* begin *

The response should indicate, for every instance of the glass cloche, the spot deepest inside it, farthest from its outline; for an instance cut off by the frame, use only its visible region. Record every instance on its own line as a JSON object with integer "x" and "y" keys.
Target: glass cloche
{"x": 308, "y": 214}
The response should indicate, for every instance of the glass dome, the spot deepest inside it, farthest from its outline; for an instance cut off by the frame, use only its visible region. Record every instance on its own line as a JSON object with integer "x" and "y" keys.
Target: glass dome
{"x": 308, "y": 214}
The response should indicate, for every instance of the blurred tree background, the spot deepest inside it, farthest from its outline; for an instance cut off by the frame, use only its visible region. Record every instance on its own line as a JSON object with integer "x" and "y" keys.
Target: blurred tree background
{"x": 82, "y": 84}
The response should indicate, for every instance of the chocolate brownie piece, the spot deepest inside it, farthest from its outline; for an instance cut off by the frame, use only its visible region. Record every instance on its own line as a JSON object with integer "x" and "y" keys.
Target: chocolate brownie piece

* end *

### Problem statement
Return every line of the data above word for word, without any changes.

### Response below
The response should indicate, for every instance of the glass cloche, the spot deepest inside it, farthest from its outline; for an instance cut off by the frame, use only its visible region. Record every instance on its own line as a JSON object with integer "x" and "y" keys.
Target: glass cloche
{"x": 308, "y": 214}
The response should indicate, for every instance of the glass dome, the spot deepest inside it, farthest from its outline; for an instance cut off by the frame, use only its visible region. Record every instance on its own line as a JSON object with integer "x" and "y" keys.
Target: glass dome
{"x": 308, "y": 214}
The response should indicate, for every instance of the blurred tree background, the spot deepest inside it, farthest from its outline; for an instance cut off by the frame, use only its visible region. Record every instance on its own line as a JSON object with integer "x" and "y" keys.
Target: blurred tree background
{"x": 82, "y": 84}
The response should indicate, for every instance of the chocolate brownie piece, the spot deepest inside it, farthest from its outline; for an instance cut off by the frame, use only its visible region. Record every instance on its own line as a JSON object with integer "x" and "y" keys.
Target: chocolate brownie piece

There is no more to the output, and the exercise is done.